EXCERPTED PASSAGE ->
====================
50

I have a minimal CentOS 6.3, 64 bit acting as gateway with 4 NIC (1 Gbps), each bonded together one for public traffic and other for private, which performs NATing. It has 6 GB RAM and 4 logical cores. We have been using this for the past two years without any problems.

I don't have any experience with hardware routers, but I have heard that they have less RAM and CPU and use flash disks. How can a box with low hardware configuration perform better (as in, handle more concurrent connections) than a machine with more RAM and CPU?

What are the limiting factors, other than IOS using different methods to handle this?

TRiG
  • 1,193
  • 3
  • 14
  • 30
Blue Gene
  • 645

6 Answers6

67

ASICs.

Instead of using a general purpose CPU and task-specific software, you can skip the software and just make the silicon handle the task directly.

High performance networking hardware uses ASICs instead of software for the computationally heavy (but relatively logically simple) tasks of something like comparing an IP address to an enormous internet routing table, checking a CAM table for a switching decision, or checking a packet against an ACL. This makes an enormous difference in the speed of those time-sensitive operations, providing a significant advantage over a general-purpose CPU.

Shane Madden
  • 116,404
  • 13
  • 187
  • 256
12

A high-end, dedicated router can outperform a PC with a faster CPU and more RAM because it it can do more of the routing in hardware.

It's the same reason a $60 Gigabit Ethernet switch can outperform a $2,000 PC with 4 two-port GigE cards acting as an Ethernet switch. The switch is built from the ground up to be a switch.

10

"Other than IOS" ?

IOS makes almost all the difference. CentOS is a general-purpose operating system. It's designed to perform well enough under a very wide range of scenarios, using a vast array of different hardware configurations. IOS on the other hand is extremely fine tuned to handle only the kind of workloads you would expect from a piece of network equipment, using the very specific types of hardware you would find in Cisco gear.

Knowing exactly what pieces of hardware you're programming for will take you a very long way in terms of performance vs. compatibility.
====================
USING THE INFORMATION ->
**a)** In the router performance thread, list the example tasks that one answer says high-performance networking hardware hands off to ASICs.
**b)** Continue the thread on router versus PC performance, picking up right after its last sentence.
The records that come next are separate material and have no connection to the router discussion.
====================
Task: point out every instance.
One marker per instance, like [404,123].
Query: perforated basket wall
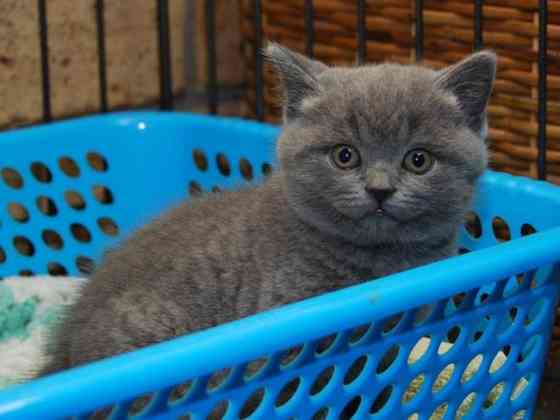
[510,28]
[462,338]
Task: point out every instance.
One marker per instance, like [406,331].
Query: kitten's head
[383,153]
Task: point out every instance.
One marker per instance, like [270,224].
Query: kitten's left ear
[471,81]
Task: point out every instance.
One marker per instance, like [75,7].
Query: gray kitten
[377,169]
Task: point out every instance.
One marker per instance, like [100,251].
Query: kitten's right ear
[298,75]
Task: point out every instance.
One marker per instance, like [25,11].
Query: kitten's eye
[418,161]
[346,157]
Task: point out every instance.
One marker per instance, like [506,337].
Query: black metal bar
[102,56]
[543,90]
[44,43]
[478,28]
[419,38]
[259,73]
[309,22]
[362,31]
[212,84]
[166,82]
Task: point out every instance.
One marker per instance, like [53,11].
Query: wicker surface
[510,28]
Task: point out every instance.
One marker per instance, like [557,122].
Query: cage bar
[542,87]
[419,29]
[478,28]
[259,70]
[166,89]
[362,31]
[44,43]
[309,22]
[102,56]
[212,83]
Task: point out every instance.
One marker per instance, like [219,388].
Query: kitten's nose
[381,194]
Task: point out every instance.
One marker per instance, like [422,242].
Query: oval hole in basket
[439,412]
[443,378]
[24,246]
[325,344]
[180,391]
[473,226]
[472,368]
[266,169]
[195,189]
[423,313]
[18,212]
[246,169]
[200,160]
[499,359]
[322,380]
[448,342]
[254,367]
[462,250]
[75,200]
[108,226]
[414,388]
[69,166]
[355,370]
[419,350]
[12,178]
[494,395]
[530,347]
[26,273]
[223,164]
[52,239]
[97,162]
[287,392]
[56,269]
[217,379]
[388,358]
[521,386]
[139,405]
[381,400]
[102,194]
[351,407]
[465,406]
[46,206]
[252,403]
[80,232]
[538,309]
[85,265]
[219,411]
[520,415]
[358,333]
[321,414]
[501,229]
[289,356]
[392,323]
[527,229]
[41,172]
[102,413]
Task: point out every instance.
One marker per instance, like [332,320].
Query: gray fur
[311,228]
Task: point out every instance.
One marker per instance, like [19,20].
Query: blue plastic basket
[82,181]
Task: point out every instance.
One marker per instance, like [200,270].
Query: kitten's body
[222,268]
[310,228]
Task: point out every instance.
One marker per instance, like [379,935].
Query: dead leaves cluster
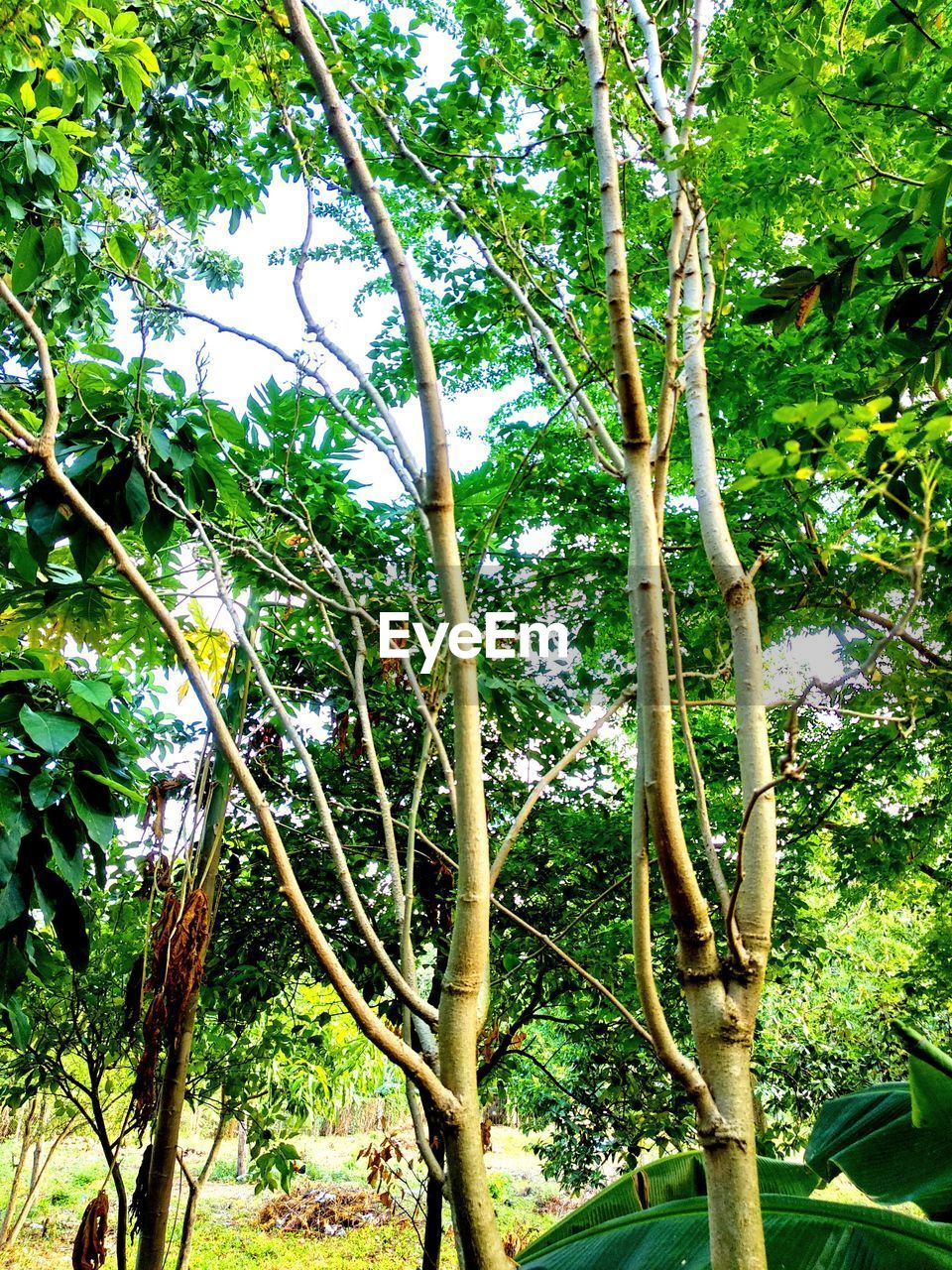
====================
TASK RESULTS ->
**a)**
- Comparing an IP address to an enormous internet routing table
- Checking a CAM table for a switching decision
- Checking a packet against an ACL

**b)**
Ryan Ries
  • 56,311
4

Both software and hardware have something to say. I have the comparison of Intel and TP-Link NIC (which uses a Realtek chip at its heart) on generic server hardware, as well as purpose-built and generic-purpose software in routing.

On the hardware side, if the ASIC on board can do some handling of IP traffic, the processor load can be lower and thus faster. I have noticed the two onboard INtel NIC chips communicating directly by DMA, bypassing main CPU in handling packet forwarding; meanwhile the Realtek chip interrupts whenever a packet arrives.

On the software side, if the software is designed to be used in routing, it can be made more efficient. I have used both pfSense+PF (a modified FreeBSD intended to be used as a router) and generic-purpose Ubuntu 12.04+iptables as routing software and the first clearly switch traffic a lot faster. (Ubuntu 14.04 is now almost as fast, thanks to the new nftables in Linux 3.13 kernel.)

However dedicated router do have one major drawback: it cannot perform much other than switching traffic, and it cannot be virtualized. My current edge router is a virtual machine inside my ESXi cluster running Ubuntu 14.04, and it also acts as an intrusion detection system and load balancer.

3

AFAIK, it's the overhead of a general-purpose operating system; regardless of how fast your connections, the packets are dealt with on a packet-by-packet basis within the kernel's context, increasing latency and strain on the system. I believe it's been already explained in the other Answers better than I could do.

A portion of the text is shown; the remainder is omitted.